Según el texto sobre la muerte de Clarín, ¿qué diagnóstico dio su sobrino Alfredo Martínez al examinarlo?

• [TEXTO DEL EJERCICIO]
· · · · · · ·

El estado de Clarín fue menguando. Hubo días en que sólo tomaba café. Su sobrino Alfredo Martínez, aprovechando un dolor intestinal pues Clarín evitaba a los médicos, lo examinó; el diagnóstico fue una tuberculosis intestinal en estado terminal. Clarín estaba llegando al límite. La familia y los amigos no informaron al enfermo su desahucio porque si alguna certeza había en la vida llena de angustia de Clarín era el intenso miedo a la muerte. Algo sospechaba el escritor pues solicitó, para tranquilizarse, la visita diaria de su sobrino. Alfredo Martínez pensó prudente dormir en el mismo cuarto que su tío. Retiraron los espejos para que no se percatara de su esquelético rostro y la dramática alteración del color de la tez.
La mañana del 12 de junio Clarín quiso levantarse de la cama y se cayó sobre la alfombra. Al mediodía Alfredo Martínez anunció a los amigos que estaban reunidos en el jardín que Clarín no podía recibir visitas. Sólo el canónigo Joaquín Villa platicó con Clarín y sutilmente le ofreció la confesión, que el escritor postergó pues no se creía tan grave. Durante ese día visitaron la casa de Clarín varios amigos y discípulos, entre ellos Ramón Pérez de Ayala, Álvaro de Albornoz, Ulpiano Gómez y José Sarri; no pudieron verlo. La víspera de su muerte, Clarín se reconfortó con un caldo y dijo sentirse mejor aunque besó con apremio a su esposa Onofre García Argüelles y García Bernardo y sus hijos Leopoldo, Adolfo y Elisa. La madrugada del jueves 13 de junio Clarín entró en lánguida agonía y se buscó al padre Villa para que le impartiera el sacramento de la unción de los enfermos. Al amanecer, como no llegaba el sacerdote, se requirió a un fraile del convento dominico que acudió presto. Eran las siete de la mañana y Clarín acababa de fallecer. El monje santiguó al cadáver y lo encomendó con gesto impasible. Ya al despedirse, preguntó:
—¿Cómo se llamaba el muerto?

· · · · · · ·

• [MATERIAL EXTRAÍDO]

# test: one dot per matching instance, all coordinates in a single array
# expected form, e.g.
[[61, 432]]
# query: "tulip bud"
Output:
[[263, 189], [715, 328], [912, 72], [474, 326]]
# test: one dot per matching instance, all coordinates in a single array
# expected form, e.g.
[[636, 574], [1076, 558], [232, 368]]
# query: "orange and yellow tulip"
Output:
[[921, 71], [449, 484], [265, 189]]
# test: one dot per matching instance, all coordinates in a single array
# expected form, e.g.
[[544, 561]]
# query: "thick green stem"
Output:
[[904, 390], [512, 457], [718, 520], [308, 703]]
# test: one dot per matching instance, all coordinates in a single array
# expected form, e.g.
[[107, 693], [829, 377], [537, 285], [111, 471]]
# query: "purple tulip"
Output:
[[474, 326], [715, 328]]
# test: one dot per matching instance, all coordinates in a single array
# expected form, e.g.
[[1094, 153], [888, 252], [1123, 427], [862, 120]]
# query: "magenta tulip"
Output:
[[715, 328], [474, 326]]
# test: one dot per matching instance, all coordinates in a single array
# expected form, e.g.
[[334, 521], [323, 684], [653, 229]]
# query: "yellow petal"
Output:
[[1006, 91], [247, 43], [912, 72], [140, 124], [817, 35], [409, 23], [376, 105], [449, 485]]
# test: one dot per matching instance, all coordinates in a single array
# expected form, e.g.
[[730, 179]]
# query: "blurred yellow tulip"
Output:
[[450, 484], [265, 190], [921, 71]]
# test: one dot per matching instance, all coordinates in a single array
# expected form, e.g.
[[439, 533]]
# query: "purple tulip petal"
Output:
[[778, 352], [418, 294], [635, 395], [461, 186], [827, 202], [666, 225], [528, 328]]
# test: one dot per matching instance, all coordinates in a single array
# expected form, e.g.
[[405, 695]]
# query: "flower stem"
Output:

· · · · · · ·

• [SOLUCIÓN DEL EJERCICIO] Una tuberculosis intestinal en estado terminal.